» **EXERCISE SET**
1 – In the coffee roaster profile, how long did the Highstreet pop-up cafe in Abbotsford end up lasting?
2 – From the coffee roaster profile, extract the stretch from "From there, Litun was" through "a permanent location." word for word.

» **GIVEN TEXT**
From there, Litun set up a small roasting location which he shared with Raven’s Brewing in Abbotsford. But it wasn’t a clear path at first. He began his full-time roasting in 2019, just before the COVID pandemic, and found himself facing a challenge in 2020 when restrictions on gathering took full effect.
“Again, either I had to hang this up and find a career, or I needed to pivot,” says Litun.
It wasn’t a simple solution, but Litun realized that he had some small espresso and coffee equipment. So he set up a portal through Square and began selling lattes in a parking lot. He called it the Curbside Café.
“People would order their coffee online, pay for it, and leave a little note of what their car looked like,” says Litun. “An order would come in, I would make their drinks, put on my mask, put it on a tray and go out to their car and deliver it to them in a contactless way.”
This was Litun’s first community exposure and set the tone for how he wanted to conduct business going forward.
“It became like a beautiful little community point of connection which really began our cafe expression and solidified pieces of our culture, which is largely connection,” says Litun.
From there, Litun was approached by Highstreet in Abbotsford to run a pop-up cafe. The store, which was supposed to be a three-week trial, lasted six months.
“I’ve been given a real gift from the universe to fall into something that is so life giving.”
And not long after, District 1881, the new development in Downtown Chilliwack, approached Litun with the proposal of a permanent location.
“We managed to bootstrap a lot with the help of some dear friends, the CEBA loan, and financial support from the developer We didn’t have any significant loans. It just snowballed,” says Litun.
Once again, he was faced with a crucial decision: take a risk or hang up his apron.

» **RECORDED INFORMATION**
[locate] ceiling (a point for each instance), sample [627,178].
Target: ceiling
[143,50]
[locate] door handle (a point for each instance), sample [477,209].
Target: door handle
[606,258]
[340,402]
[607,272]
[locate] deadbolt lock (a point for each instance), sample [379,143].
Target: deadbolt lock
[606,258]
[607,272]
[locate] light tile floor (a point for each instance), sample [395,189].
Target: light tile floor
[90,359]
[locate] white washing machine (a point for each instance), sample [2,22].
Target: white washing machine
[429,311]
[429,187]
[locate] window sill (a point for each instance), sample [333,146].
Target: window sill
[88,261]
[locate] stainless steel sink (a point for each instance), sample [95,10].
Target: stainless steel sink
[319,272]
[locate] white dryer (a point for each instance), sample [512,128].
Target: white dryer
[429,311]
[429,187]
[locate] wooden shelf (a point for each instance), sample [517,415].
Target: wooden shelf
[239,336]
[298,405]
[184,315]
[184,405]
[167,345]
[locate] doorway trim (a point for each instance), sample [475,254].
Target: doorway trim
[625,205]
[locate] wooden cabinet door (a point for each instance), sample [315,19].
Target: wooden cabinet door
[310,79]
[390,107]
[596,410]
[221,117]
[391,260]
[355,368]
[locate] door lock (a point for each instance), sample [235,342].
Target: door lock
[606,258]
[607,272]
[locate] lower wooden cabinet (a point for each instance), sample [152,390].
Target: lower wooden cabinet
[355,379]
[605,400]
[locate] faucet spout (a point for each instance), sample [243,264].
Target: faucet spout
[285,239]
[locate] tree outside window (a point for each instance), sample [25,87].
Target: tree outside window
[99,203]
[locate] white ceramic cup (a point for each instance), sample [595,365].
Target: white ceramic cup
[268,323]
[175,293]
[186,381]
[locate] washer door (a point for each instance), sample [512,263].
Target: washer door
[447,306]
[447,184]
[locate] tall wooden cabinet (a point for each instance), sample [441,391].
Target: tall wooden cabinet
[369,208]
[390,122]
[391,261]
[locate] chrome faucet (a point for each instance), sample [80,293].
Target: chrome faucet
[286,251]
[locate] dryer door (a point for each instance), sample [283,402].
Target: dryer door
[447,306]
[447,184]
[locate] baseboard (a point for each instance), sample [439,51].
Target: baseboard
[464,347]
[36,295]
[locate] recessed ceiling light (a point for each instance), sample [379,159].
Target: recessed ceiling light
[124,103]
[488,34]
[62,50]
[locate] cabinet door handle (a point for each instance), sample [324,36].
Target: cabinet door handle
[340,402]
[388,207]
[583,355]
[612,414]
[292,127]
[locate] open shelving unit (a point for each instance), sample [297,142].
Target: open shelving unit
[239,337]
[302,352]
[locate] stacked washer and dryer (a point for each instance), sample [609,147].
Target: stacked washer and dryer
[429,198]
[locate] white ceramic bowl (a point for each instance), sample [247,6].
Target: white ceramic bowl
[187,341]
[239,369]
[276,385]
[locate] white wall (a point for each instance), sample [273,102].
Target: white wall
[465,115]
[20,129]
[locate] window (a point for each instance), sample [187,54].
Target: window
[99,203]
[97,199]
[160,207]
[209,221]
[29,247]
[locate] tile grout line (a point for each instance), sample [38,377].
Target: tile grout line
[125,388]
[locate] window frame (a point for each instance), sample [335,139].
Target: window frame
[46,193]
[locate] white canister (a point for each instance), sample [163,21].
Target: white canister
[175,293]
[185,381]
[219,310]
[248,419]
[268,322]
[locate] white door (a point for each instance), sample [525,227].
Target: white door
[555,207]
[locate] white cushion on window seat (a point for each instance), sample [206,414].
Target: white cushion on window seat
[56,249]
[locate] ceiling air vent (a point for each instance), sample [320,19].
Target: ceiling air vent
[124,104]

» **ANSWERS GIVEN**
1 – It lasted six months, though it was supposed to be a three-week trial.

2 –
From there, Litun was approached by Highstreet in Abbotsford to run a pop-up cafe. The store, which was supposed to be a three-week trial, lasted six months.
“I’ve been given a real gift from the universe to fall into something that is so life giving.”
And not long after, District 1881, the new development in Downtown Chilliwack, approached Litun with the proposal of a permanent location.